What to do
**a)** In the parliamentary debate on the Volunteer bill, what did Mr. Harvey Lewis propose in place of an appeal to two deputy lieutenants, or to one deputy lieutenant and one justice of the peace?
**b)** Carry on the parliamentary debate on the Volunteer bill after its final sentence, in the same style of record.
*** Source extract ***
Question put, "That the words proposed to be left out stand part of the Question."

The House divided:—Ayes 156; Noes 45: Majority, 111.

Main Question put, and agreed to.

Bill considered in Committee.

(In the Committee.)

Clauses 1 to 6 agreed to.

Clause 7, (Power for Volunteer to quit Corps).

MR. HARVEY LEWIS

said, that this clause was objected to by many Volunteers as cumbrous and unworkable. In the absence of the hon. Baronet the Member for Finsbury, he moved an Amendment to the effect, that instead of an appeal to two deputy lieutenants or one deputy lieutenant and one justice of the peace, in the event of a commanding officer refusing to strike the name of any one off the muster roll, there should be a court of inquiry.

COLONEL SYKES

said, he saw no difficulty in the practical working of the clause.

THE MARQUESS OF HARTINGTON

said, he did not see the force of the objection to the clause. It was not intended to place any obstruction in the way of a Volunteer quitting the force if he gave proper notice and fulfilled the prescribed conditions. A commanding officer had no right to retain on the roll a Volunteer who complied with those requirements; and if there was any dispute on that point it, was to be decided by an appeal to the officials mentioned.
*** Information ***
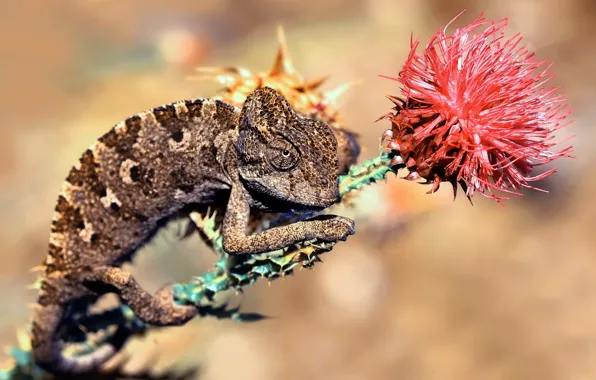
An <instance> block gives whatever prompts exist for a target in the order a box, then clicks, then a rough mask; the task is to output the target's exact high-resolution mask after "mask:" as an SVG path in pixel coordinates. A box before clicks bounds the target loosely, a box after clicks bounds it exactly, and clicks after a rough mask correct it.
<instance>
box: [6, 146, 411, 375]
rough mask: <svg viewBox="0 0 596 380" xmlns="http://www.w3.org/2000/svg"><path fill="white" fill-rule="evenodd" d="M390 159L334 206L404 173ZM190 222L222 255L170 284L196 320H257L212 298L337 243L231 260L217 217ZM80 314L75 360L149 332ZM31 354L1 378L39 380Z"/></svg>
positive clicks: (247, 283) (354, 184)
mask: <svg viewBox="0 0 596 380" xmlns="http://www.w3.org/2000/svg"><path fill="white" fill-rule="evenodd" d="M394 156H395V152H392V151H389V152H382V153H381V154H380V155H379V156H377V157H375V158H373V159H371V160H367V161H365V162H364V163H363V164H362V165H360V166H353V167H352V168H350V170H349V172H348V173H347V174H346V175H343V176H341V177H340V180H339V201H338V203H349V202H350V201H351V200H350V198H351V195H353V194H355V193H356V192H357V191H359V190H362V189H363V188H364V187H366V186H368V185H370V184H373V183H375V182H377V181H379V180H382V179H384V178H386V176H387V174H389V173H395V174H396V173H397V171H398V170H399V169H401V168H403V164H396V165H392V159H393V157H394ZM393 162H395V161H393ZM190 217H191V220H192V222H193V223H194V224H195V225H196V227H197V228H198V229H199V230H200V231H201V232H202V233H203V234H204V236H205V237H206V238H207V240H208V242H209V243H210V245H211V246H212V248H213V250H214V251H215V252H216V253H217V254H219V255H220V259H219V260H218V261H217V262H216V263H215V265H214V267H213V268H212V269H211V270H209V271H208V272H206V273H204V274H202V275H201V276H199V277H196V278H194V279H193V280H192V281H190V282H188V283H178V284H175V285H174V302H176V303H178V304H194V305H196V306H197V307H198V308H199V315H200V316H214V317H217V318H231V319H233V320H236V321H251V320H258V319H260V318H261V316H259V315H257V314H241V313H239V310H238V308H232V309H228V308H227V305H225V304H224V305H219V306H218V304H217V301H216V300H215V296H216V295H218V294H222V293H224V292H228V291H236V292H240V291H242V288H243V287H244V286H247V285H250V284H252V283H254V282H255V281H256V280H257V279H259V278H261V277H262V278H266V279H267V280H269V281H271V280H274V279H276V278H280V277H283V276H285V275H290V274H292V273H293V270H294V268H295V267H297V266H299V267H300V268H308V269H310V268H312V267H313V266H314V265H315V263H316V262H318V261H321V260H320V259H319V255H321V254H323V253H326V252H329V251H331V250H332V249H333V247H334V246H335V244H336V242H323V241H319V240H317V239H315V240H311V241H307V242H303V243H300V244H295V245H293V246H290V247H286V248H284V249H280V250H277V251H274V252H268V253H262V254H257V255H246V256H230V255H228V254H227V253H226V252H225V251H224V250H223V247H222V240H223V238H222V235H221V231H220V226H219V225H218V223H217V222H216V219H215V213H209V212H208V213H207V214H206V215H201V214H199V213H192V214H191V216H190ZM282 219H283V217H282ZM267 223H269V225H267ZM271 223H273V224H275V223H284V222H283V221H282V220H281V219H280V220H278V221H273V222H269V221H263V222H262V224H263V225H262V226H261V227H267V226H271ZM84 309H85V308H84V307H83V308H82V309H81V312H80V313H75V315H74V317H73V321H72V324H71V326H67V328H66V329H65V338H66V340H67V341H69V342H76V344H74V345H70V347H69V348H68V353H69V355H73V356H77V355H81V354H85V353H88V352H92V351H93V350H94V349H95V348H96V347H99V346H100V345H101V343H102V342H103V341H106V340H108V339H109V338H110V335H111V334H113V333H114V331H115V330H116V328H120V329H122V328H124V329H126V330H127V331H128V333H129V335H130V336H132V335H139V334H143V333H145V332H146V330H147V328H148V327H150V326H147V325H145V324H144V323H143V322H142V321H140V320H139V319H137V318H136V316H135V315H134V313H133V312H132V310H131V309H130V308H128V307H127V306H126V305H122V306H119V307H115V308H113V309H109V310H106V311H104V312H102V313H101V314H95V315H87V313H86V312H85V310H84ZM90 332H100V333H102V334H101V338H98V337H95V338H94V339H91V338H89V337H88V336H87V334H88V333H90ZM29 350H30V349H29V348H28V347H13V348H10V349H9V352H10V354H11V356H12V357H13V359H14V360H13V364H12V365H11V368H8V369H5V370H1V369H0V379H16V378H19V379H21V378H28V379H38V378H42V376H43V375H42V372H41V371H40V370H39V369H38V368H36V367H35V366H34V364H33V363H32V362H31V357H30V355H29Z"/></svg>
***
Answers provided
**a)** He proposed a court of inquiry.

**b)**
MR. HARVEY LEWIS

thought the clause permitted the commanding officer to withhold a discharge.

COLONEL FRENCH

said, that the clause expressly provided that the name of any Volunteer, on his complying with; specified conditions, should be struck out of the muster roll of the corps by the commanding officer.

SIR JOHN SHELLEY

said, he had never heard any Volunteer object to the clause. He thought, however, that it was a serious objection to the court of appeal constituted by the clause that it had not the power of enforcing the attendance of witnesses. At present Volunteers were free, from control except on parade, and could not be compelled to attend before a court of inquiry.

MAJOR KNOX

said, that if the last paragraph of the clause were omitted, that would render the matter of retirement perfectly clear.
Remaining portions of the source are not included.